:: PROBLEM TO SOLVE ::
Please rewrite the entries below, changing "even-odd rule" to "nonzero winding rule" everywhere it occurs and leaving all other text unchanged.
-- Start of DATA SECTION --
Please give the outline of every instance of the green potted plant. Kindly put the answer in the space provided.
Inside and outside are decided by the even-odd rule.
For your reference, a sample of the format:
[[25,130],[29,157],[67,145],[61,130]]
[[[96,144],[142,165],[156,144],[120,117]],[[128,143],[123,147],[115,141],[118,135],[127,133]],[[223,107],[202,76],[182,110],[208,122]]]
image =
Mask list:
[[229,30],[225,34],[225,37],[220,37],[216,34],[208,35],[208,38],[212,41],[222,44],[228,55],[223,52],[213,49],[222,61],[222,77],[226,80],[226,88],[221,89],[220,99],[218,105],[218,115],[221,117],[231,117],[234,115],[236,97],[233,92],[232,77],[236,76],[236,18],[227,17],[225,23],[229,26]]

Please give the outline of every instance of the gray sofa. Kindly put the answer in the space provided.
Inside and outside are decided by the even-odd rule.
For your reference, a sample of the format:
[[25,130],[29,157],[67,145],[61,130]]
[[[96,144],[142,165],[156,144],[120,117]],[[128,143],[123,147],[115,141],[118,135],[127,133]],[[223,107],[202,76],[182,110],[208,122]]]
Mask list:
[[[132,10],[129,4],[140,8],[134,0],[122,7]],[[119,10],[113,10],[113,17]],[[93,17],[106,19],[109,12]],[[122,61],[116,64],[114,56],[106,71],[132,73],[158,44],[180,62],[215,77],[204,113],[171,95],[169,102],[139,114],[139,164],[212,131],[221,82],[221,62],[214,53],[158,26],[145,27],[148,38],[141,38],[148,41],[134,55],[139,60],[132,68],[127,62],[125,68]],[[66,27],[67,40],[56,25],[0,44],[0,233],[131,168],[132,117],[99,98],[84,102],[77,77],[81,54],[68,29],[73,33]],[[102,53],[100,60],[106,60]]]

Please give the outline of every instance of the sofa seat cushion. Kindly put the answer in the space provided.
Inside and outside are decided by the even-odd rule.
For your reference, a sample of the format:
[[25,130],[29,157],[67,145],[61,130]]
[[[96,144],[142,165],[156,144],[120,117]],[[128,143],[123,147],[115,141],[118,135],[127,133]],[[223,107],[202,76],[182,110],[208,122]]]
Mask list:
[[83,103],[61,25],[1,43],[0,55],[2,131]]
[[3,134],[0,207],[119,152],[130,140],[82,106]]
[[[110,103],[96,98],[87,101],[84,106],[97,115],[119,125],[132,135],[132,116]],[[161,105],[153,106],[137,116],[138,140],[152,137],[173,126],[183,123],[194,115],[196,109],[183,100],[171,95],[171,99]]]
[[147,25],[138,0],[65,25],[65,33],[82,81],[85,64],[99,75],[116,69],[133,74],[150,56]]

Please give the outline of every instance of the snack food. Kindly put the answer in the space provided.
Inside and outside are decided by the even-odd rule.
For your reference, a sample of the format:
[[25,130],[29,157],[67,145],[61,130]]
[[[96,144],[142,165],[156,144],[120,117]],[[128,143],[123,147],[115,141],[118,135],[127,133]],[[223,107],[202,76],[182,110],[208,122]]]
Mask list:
-- End of DATA SECTION --
:: OUTPUT ::
Please give the outline of every instance of the green potted plant. Kindly put the answer in the space provided.
Inside and outside are decided by the nonzero winding rule.
For your reference, a sample of the format:
[[25,130],[29,157],[67,145],[61,130]]
[[[96,144],[142,165],[156,144],[120,117]],[[128,143],[123,147],[115,141],[118,135],[127,133]],[[223,107],[202,76],[182,110],[208,122]]]
image =
Mask list:
[[229,30],[225,34],[225,37],[220,37],[216,34],[208,35],[208,38],[212,41],[222,44],[228,55],[223,52],[213,49],[222,61],[222,77],[226,80],[226,88],[221,89],[220,99],[218,105],[218,115],[221,117],[231,117],[234,115],[236,97],[233,92],[232,77],[236,76],[236,18],[227,17],[225,23],[229,26]]

Please give the outline of every instance of the gray sofa. Kindly put the answer in the space provided.
Inside and outside are decided by the nonzero winding rule.
For your reference, a sample of the format:
[[25,130],[29,157],[67,145],[61,130]]
[[[96,144],[142,165],[156,144],[120,117]],[[128,143],[123,147],[115,141],[118,135],[127,133]],[[223,107],[202,76],[182,110],[208,122]]]
Mask list:
[[[132,10],[129,4],[140,8],[134,0],[122,7]],[[119,10],[113,10],[113,17]],[[93,17],[106,19],[109,12]],[[122,61],[116,64],[114,56],[106,71],[132,73],[158,44],[180,62],[215,77],[204,113],[171,95],[169,102],[139,114],[139,164],[212,131],[221,82],[221,62],[214,53],[158,26],[145,27],[148,38],[141,38],[148,41],[134,55],[139,60],[132,68],[127,62],[125,68]],[[66,27],[67,40],[56,25],[0,44],[0,233],[131,168],[132,117],[99,98],[84,102],[77,77],[81,54],[68,29],[73,33]],[[102,53],[100,60],[106,60]]]

Please give the outline of every instance of the sofa seat cushion. Kindly put the answer in the space provided.
Inside and outside are decided by the nonzero winding rule.
For your reference, a sample of the format:
[[25,130],[29,157],[67,145],[61,130]]
[[[96,144],[142,165],[156,144],[120,117]],[[128,143],[123,147],[115,141],[118,135],[127,133]],[[223,107],[202,76],[182,110],[208,122]]]
Mask list:
[[83,103],[61,25],[1,43],[0,55],[2,131]]
[[3,134],[0,207],[119,152],[130,140],[82,106]]
[[[110,103],[96,98],[87,101],[84,106],[97,115],[119,125],[132,135],[132,116]],[[161,105],[153,106],[137,116],[138,140],[152,137],[173,126],[183,123],[194,115],[196,109],[183,100],[171,95],[171,99]]]
[[147,25],[138,0],[65,25],[65,33],[82,81],[85,64],[99,75],[116,69],[133,74],[150,56]]

Please give the outline of every instance of the snack food. Kindly put the answer in the space provided.
Inside and outside are decided by the nonzero winding rule.
For your reference, a sample of the format:
[[25,130],[29,157],[67,145],[61,130]]
[[[96,144],[142,165],[156,144],[120,117]],[[128,143],[123,147],[115,141],[118,135],[127,133]],[[223,107],[202,76],[182,110],[208,122]]]
Mask list:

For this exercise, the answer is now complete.